[Materials provided — start]

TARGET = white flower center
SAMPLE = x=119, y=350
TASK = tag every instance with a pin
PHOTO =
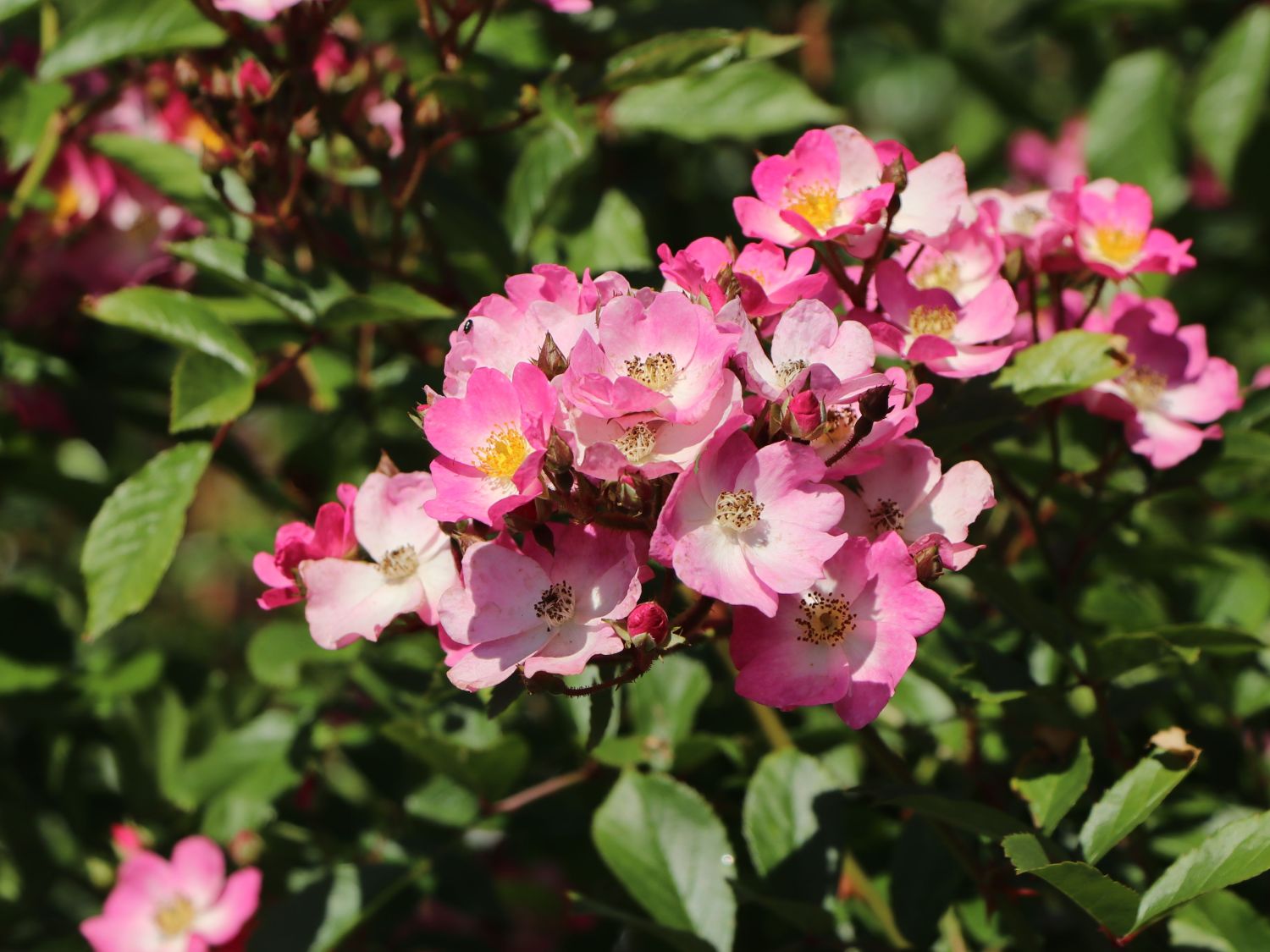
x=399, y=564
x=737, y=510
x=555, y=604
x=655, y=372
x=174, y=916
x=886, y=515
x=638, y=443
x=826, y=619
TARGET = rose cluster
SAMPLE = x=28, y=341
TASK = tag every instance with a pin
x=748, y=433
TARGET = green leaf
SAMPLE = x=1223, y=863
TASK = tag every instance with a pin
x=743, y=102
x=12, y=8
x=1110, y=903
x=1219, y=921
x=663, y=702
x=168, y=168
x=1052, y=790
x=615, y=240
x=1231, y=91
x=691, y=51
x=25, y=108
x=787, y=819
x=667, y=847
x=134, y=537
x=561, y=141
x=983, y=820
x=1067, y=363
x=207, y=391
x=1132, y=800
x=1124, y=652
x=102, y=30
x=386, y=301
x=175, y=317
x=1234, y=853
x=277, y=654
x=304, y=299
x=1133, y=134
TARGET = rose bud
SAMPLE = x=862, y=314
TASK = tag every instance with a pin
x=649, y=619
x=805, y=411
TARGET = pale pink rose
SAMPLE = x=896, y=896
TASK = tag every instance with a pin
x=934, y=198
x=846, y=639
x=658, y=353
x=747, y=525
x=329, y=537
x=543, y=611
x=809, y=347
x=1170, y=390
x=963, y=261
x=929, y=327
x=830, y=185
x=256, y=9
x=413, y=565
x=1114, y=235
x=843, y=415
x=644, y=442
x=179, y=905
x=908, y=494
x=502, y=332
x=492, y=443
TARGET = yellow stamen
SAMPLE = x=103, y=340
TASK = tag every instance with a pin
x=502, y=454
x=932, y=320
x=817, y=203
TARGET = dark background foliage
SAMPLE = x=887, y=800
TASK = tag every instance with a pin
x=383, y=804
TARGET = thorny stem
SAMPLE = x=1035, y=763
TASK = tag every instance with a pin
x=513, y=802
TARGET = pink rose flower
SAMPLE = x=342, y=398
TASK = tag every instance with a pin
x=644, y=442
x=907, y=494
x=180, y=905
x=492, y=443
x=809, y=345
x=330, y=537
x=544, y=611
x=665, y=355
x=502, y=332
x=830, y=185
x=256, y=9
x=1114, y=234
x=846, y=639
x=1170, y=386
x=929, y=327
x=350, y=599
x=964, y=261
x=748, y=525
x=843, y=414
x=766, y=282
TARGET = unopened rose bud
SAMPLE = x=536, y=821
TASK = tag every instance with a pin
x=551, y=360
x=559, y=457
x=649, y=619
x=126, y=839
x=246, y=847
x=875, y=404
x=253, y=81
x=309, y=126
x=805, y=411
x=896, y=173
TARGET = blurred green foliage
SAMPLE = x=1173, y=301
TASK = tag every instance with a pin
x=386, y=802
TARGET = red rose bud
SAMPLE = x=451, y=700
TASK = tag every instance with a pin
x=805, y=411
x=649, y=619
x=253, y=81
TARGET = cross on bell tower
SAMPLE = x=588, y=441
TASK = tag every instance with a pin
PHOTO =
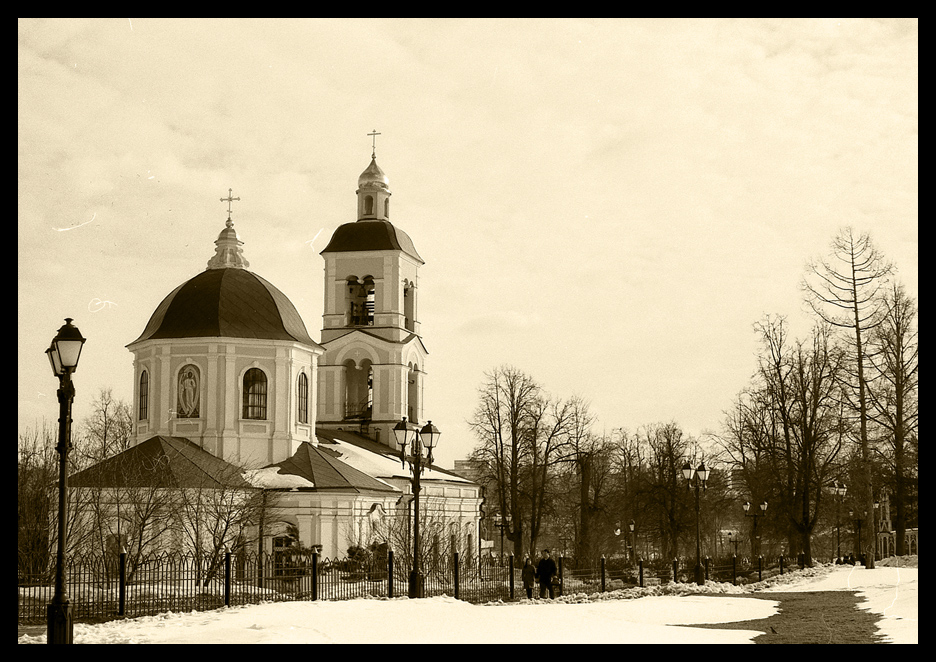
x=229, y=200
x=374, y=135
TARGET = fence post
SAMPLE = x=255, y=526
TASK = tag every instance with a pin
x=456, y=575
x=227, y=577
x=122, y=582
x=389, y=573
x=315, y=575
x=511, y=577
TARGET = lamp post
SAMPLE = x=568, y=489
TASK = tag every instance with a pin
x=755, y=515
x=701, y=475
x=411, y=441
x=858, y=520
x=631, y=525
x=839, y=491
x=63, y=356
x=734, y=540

[Materials provided — finish]
[Materials provided — start]

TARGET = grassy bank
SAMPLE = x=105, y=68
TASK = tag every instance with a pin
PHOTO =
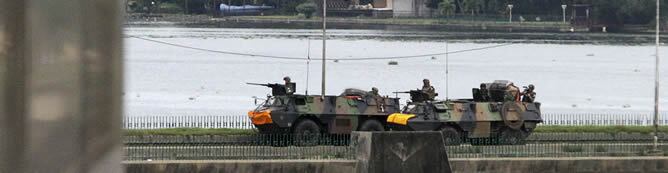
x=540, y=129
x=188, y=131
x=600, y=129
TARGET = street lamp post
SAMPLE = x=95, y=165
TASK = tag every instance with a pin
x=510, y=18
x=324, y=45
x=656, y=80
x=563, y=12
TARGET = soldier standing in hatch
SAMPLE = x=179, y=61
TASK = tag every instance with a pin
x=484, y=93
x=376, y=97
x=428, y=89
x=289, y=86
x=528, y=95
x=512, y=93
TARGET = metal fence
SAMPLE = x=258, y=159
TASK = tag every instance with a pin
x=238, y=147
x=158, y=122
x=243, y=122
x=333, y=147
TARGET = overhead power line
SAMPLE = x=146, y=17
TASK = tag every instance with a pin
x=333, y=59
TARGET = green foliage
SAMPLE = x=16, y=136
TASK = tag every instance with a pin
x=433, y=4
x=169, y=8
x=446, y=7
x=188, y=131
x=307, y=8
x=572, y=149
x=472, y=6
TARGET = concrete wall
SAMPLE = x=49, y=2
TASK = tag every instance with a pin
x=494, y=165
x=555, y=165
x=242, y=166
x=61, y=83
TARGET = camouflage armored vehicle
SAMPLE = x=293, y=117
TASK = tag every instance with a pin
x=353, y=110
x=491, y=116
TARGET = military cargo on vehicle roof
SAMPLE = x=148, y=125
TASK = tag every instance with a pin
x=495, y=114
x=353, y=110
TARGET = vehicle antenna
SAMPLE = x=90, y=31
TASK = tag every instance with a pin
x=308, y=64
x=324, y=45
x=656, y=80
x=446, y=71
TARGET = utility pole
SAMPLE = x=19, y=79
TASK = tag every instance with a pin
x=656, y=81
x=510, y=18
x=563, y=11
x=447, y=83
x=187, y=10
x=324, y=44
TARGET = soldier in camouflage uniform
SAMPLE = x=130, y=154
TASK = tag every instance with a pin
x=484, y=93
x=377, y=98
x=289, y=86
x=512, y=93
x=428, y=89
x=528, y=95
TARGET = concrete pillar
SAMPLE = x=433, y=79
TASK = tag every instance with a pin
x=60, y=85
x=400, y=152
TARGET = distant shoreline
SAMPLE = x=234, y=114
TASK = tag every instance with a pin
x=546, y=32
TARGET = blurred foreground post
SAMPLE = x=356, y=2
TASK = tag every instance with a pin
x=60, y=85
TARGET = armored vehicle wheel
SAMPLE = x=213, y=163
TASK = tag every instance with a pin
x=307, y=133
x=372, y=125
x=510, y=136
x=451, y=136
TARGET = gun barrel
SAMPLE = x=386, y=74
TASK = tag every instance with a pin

[Materials provided — finish]

Within the material above, show every line that includes "post".

Result for this exercise —
TARGET = fence post
TARGET = lamp post
TARGET = street lamp post
TARGET = blurred foreground post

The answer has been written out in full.